- [RECORDS FOR PROCESSING]:
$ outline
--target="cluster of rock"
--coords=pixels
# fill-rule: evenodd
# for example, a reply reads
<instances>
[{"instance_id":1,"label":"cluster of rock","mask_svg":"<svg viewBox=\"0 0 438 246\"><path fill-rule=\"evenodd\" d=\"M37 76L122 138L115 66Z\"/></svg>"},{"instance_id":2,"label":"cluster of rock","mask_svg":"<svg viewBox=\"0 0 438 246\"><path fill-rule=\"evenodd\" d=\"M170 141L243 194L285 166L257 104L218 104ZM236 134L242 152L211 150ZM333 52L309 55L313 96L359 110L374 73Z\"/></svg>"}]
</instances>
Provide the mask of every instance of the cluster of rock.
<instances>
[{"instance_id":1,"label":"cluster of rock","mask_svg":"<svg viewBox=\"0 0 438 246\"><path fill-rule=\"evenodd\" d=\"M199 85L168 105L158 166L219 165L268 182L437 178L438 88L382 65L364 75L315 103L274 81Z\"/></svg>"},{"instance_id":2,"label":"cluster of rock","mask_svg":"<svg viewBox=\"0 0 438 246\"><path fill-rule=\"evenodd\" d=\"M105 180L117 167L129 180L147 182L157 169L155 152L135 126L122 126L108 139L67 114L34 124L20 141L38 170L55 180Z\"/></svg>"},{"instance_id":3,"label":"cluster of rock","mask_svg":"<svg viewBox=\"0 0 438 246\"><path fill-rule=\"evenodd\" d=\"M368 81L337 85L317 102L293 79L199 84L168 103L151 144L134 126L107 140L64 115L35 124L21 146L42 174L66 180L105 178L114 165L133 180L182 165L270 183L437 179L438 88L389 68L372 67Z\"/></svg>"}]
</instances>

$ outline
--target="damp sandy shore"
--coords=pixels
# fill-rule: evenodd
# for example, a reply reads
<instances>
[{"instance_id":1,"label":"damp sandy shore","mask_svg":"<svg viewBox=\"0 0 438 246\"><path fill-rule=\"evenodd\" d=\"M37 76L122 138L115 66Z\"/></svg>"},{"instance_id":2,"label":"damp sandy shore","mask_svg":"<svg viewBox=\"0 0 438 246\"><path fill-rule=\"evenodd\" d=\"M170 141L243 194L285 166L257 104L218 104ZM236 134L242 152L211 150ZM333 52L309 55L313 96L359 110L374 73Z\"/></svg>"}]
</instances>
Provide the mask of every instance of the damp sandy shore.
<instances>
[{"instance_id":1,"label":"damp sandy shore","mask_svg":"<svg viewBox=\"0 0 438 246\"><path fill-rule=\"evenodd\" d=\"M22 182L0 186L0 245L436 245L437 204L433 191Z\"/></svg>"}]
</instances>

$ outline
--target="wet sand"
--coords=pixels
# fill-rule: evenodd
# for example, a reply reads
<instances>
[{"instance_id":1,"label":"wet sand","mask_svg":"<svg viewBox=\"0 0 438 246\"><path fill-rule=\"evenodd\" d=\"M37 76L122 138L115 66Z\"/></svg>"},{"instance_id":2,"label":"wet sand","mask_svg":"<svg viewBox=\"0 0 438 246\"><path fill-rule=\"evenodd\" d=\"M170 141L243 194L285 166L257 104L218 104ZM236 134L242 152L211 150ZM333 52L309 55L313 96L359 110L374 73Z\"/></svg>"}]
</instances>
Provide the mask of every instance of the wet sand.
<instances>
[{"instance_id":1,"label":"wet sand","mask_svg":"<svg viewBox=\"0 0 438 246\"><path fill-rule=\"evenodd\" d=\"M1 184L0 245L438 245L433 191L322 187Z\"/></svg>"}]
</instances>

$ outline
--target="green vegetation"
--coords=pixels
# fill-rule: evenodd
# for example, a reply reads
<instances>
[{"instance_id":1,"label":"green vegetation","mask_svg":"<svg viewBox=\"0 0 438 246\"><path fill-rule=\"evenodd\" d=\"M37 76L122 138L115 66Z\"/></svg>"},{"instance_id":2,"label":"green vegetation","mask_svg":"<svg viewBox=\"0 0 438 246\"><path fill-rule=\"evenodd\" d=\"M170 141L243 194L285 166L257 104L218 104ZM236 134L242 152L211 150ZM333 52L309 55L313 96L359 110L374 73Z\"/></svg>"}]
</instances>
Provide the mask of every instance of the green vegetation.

- [OBJECTIVE]: Pull out each line in the listing above that contains the string "Provide", and copy it whole. Case counts.

- [FINAL RESULT]:
Provide the mask of every instance of the cluster of rock.
Provide the mask of every instance of the damp sandy shore.
Provide the mask of every instance of the wet sand.
Provide the mask of every instance of the green vegetation.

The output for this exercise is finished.